What is needed
Find every line in the records below that contains the word "striped" and copy each one out in full.

Records to process
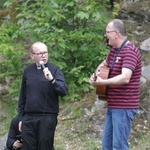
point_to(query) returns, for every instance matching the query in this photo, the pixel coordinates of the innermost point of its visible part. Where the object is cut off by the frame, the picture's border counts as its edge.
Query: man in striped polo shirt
(123, 92)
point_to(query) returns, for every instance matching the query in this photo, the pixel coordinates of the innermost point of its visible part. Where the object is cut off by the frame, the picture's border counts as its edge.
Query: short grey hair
(118, 25)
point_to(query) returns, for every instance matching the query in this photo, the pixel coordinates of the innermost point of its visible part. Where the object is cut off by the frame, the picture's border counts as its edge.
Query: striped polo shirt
(127, 95)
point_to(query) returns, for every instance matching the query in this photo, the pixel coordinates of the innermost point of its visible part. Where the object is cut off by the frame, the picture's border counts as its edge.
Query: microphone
(42, 64)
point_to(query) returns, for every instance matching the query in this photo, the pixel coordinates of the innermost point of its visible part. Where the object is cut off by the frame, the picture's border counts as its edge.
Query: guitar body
(103, 73)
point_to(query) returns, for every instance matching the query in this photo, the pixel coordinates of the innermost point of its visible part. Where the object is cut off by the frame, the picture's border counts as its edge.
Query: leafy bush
(73, 30)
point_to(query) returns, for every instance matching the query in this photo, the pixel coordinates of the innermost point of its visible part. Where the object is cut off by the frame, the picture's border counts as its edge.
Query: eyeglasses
(41, 54)
(110, 31)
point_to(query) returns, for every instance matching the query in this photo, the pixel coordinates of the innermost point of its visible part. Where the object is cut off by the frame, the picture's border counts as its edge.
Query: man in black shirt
(42, 84)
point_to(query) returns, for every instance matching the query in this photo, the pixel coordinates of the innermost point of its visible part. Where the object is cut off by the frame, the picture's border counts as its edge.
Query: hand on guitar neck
(103, 73)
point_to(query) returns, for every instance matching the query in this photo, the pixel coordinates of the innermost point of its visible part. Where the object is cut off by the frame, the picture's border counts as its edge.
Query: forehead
(109, 26)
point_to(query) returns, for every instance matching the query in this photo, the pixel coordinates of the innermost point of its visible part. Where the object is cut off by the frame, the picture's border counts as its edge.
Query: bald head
(119, 26)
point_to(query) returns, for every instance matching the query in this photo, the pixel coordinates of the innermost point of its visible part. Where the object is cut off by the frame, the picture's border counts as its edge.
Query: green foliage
(11, 53)
(74, 32)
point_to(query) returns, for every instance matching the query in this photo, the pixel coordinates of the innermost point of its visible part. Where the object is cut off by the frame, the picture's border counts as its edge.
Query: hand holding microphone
(47, 73)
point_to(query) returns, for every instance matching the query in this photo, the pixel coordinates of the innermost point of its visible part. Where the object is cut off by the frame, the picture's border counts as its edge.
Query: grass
(74, 130)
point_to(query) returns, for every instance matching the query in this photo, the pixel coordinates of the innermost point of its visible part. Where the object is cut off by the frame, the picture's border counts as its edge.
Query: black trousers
(38, 131)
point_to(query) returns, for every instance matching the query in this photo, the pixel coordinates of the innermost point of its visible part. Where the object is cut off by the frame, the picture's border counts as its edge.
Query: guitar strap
(116, 55)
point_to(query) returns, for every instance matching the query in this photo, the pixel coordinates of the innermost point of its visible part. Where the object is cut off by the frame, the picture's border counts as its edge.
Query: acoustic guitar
(103, 73)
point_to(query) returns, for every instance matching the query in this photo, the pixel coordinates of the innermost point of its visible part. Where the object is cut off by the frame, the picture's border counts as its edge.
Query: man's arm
(121, 79)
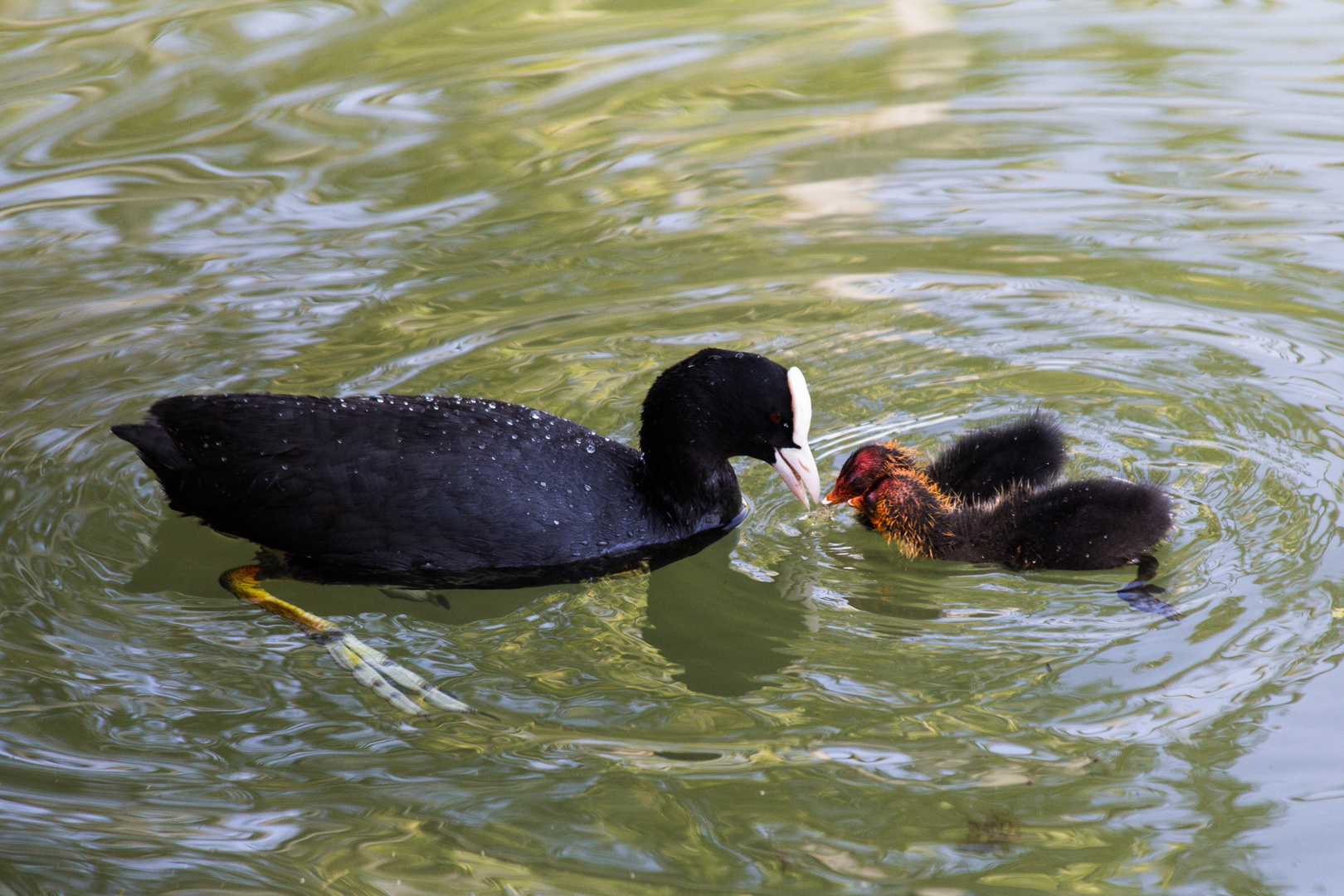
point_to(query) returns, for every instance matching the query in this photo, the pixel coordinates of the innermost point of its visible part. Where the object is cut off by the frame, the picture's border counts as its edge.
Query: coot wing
(394, 483)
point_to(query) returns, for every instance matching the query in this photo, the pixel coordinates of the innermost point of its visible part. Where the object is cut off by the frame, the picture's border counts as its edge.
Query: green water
(947, 214)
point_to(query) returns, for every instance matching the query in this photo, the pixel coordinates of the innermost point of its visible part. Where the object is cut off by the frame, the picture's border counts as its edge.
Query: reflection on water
(947, 214)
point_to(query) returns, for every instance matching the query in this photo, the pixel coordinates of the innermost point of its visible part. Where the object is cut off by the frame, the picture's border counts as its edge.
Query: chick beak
(796, 465)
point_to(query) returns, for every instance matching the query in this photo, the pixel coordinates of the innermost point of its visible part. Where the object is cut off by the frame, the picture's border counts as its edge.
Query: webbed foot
(390, 680)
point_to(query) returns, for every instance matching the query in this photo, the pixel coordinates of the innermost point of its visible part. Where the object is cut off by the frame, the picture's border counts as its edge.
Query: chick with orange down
(992, 496)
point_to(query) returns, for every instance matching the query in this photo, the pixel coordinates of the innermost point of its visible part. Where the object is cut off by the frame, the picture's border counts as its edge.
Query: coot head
(866, 468)
(718, 405)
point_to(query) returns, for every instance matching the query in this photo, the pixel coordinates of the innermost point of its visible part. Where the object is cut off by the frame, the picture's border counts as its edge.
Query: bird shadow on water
(722, 626)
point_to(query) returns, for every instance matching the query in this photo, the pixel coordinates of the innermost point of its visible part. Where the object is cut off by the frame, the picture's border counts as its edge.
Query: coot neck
(689, 488)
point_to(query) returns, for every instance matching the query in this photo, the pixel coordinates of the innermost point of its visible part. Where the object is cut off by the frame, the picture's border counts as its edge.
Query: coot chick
(1085, 524)
(457, 492)
(976, 466)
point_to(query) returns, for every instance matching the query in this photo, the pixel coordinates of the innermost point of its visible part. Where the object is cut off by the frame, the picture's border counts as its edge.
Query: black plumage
(449, 492)
(979, 465)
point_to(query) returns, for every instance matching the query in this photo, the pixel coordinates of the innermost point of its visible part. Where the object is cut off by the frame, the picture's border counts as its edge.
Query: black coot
(452, 492)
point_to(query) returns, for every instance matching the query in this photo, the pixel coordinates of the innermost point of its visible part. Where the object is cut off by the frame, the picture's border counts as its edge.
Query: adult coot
(991, 497)
(460, 492)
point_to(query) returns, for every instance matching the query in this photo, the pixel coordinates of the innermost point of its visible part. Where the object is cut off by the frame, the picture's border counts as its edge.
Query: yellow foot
(370, 668)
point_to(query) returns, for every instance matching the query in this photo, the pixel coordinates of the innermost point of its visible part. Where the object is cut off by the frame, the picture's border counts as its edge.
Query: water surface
(947, 214)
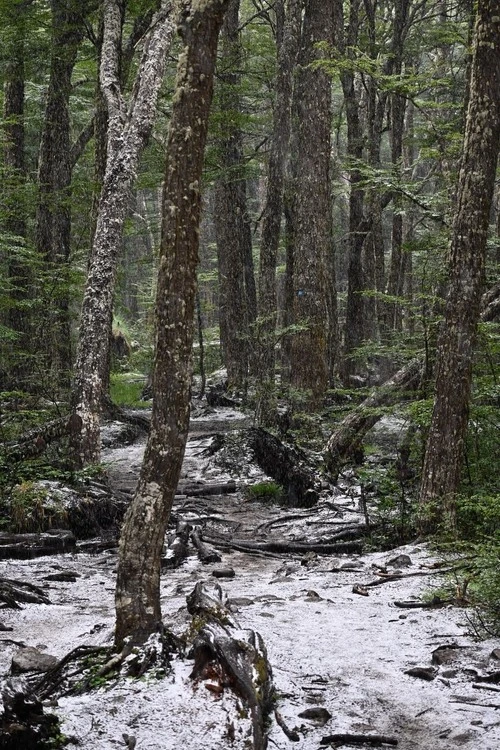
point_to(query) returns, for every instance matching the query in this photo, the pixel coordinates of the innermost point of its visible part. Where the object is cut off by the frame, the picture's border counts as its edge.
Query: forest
(272, 226)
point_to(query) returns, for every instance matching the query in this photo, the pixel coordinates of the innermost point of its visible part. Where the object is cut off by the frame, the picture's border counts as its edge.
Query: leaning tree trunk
(445, 445)
(313, 229)
(138, 609)
(127, 136)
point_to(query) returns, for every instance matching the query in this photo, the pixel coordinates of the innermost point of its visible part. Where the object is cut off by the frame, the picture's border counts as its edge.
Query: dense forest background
(330, 246)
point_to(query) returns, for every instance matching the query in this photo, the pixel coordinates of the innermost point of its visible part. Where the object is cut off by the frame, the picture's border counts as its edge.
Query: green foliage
(126, 389)
(266, 492)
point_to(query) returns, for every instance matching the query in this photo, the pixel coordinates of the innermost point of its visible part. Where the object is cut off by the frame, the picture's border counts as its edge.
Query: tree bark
(138, 609)
(232, 230)
(313, 221)
(127, 136)
(445, 445)
(53, 215)
(271, 217)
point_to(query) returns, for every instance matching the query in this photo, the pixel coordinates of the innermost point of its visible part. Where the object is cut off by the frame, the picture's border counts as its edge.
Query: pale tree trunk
(138, 611)
(445, 445)
(313, 222)
(288, 44)
(232, 230)
(128, 131)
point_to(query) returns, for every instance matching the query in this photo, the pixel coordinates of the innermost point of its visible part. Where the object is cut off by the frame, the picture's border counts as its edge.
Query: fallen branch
(292, 735)
(346, 439)
(12, 592)
(206, 553)
(322, 548)
(238, 659)
(374, 740)
(478, 686)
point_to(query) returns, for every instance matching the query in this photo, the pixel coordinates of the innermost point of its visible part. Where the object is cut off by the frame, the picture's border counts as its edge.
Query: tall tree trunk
(313, 221)
(53, 216)
(288, 44)
(128, 132)
(232, 230)
(138, 611)
(17, 368)
(445, 445)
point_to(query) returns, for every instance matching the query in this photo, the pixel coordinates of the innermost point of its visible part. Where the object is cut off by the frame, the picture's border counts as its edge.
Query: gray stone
(30, 659)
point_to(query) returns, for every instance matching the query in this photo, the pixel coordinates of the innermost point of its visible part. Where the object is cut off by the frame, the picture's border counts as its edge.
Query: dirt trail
(329, 647)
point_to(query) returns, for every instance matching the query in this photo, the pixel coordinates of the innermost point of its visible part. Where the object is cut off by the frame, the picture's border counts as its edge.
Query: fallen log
(28, 546)
(206, 553)
(287, 547)
(373, 740)
(178, 548)
(288, 465)
(233, 657)
(12, 592)
(196, 490)
(34, 442)
(346, 439)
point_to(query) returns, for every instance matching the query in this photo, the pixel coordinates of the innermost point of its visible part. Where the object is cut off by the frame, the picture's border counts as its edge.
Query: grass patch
(126, 389)
(266, 492)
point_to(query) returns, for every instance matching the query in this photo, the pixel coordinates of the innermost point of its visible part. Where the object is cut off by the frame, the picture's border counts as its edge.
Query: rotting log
(34, 442)
(12, 592)
(206, 553)
(178, 548)
(288, 465)
(323, 548)
(346, 439)
(28, 546)
(373, 740)
(197, 490)
(239, 656)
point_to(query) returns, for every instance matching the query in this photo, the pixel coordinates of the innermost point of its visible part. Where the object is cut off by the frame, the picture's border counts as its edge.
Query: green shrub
(267, 492)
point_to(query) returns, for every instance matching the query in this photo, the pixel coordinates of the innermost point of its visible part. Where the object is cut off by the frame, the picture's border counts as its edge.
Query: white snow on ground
(328, 647)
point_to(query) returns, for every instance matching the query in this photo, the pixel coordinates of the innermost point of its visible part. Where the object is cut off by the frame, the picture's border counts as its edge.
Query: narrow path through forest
(347, 660)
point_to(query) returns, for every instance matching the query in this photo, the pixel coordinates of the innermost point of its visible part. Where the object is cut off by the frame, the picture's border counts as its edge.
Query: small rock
(444, 655)
(319, 714)
(401, 561)
(223, 573)
(358, 589)
(65, 575)
(423, 673)
(30, 659)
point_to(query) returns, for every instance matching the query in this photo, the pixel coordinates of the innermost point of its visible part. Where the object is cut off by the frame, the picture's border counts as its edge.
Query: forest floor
(329, 648)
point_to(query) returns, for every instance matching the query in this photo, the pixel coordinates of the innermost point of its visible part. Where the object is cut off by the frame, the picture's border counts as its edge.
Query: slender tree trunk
(127, 136)
(17, 368)
(138, 611)
(313, 223)
(271, 218)
(53, 217)
(445, 445)
(230, 212)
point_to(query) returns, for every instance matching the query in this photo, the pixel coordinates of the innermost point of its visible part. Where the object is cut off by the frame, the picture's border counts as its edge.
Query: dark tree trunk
(17, 370)
(138, 609)
(232, 230)
(445, 445)
(53, 216)
(313, 222)
(288, 43)
(128, 132)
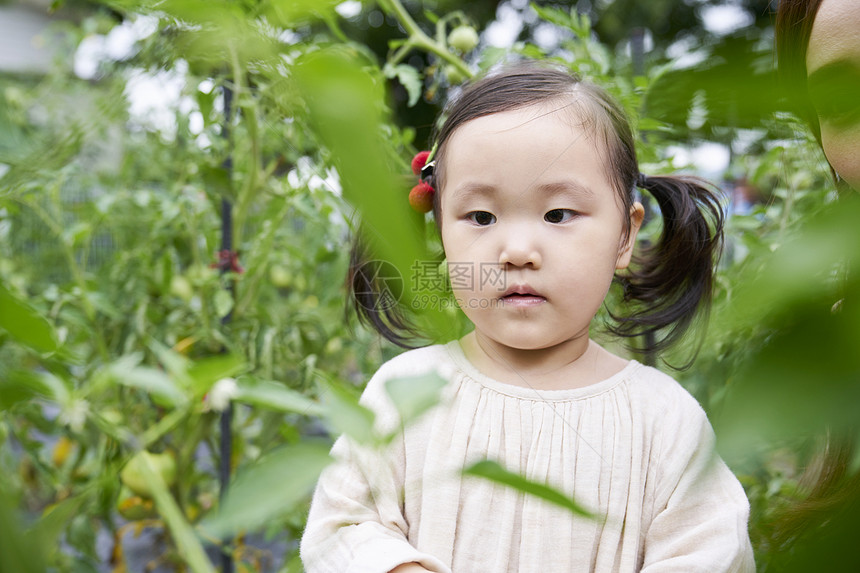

Output for this exercise
Query: man in striped polo shirt
Query: striped polo shirt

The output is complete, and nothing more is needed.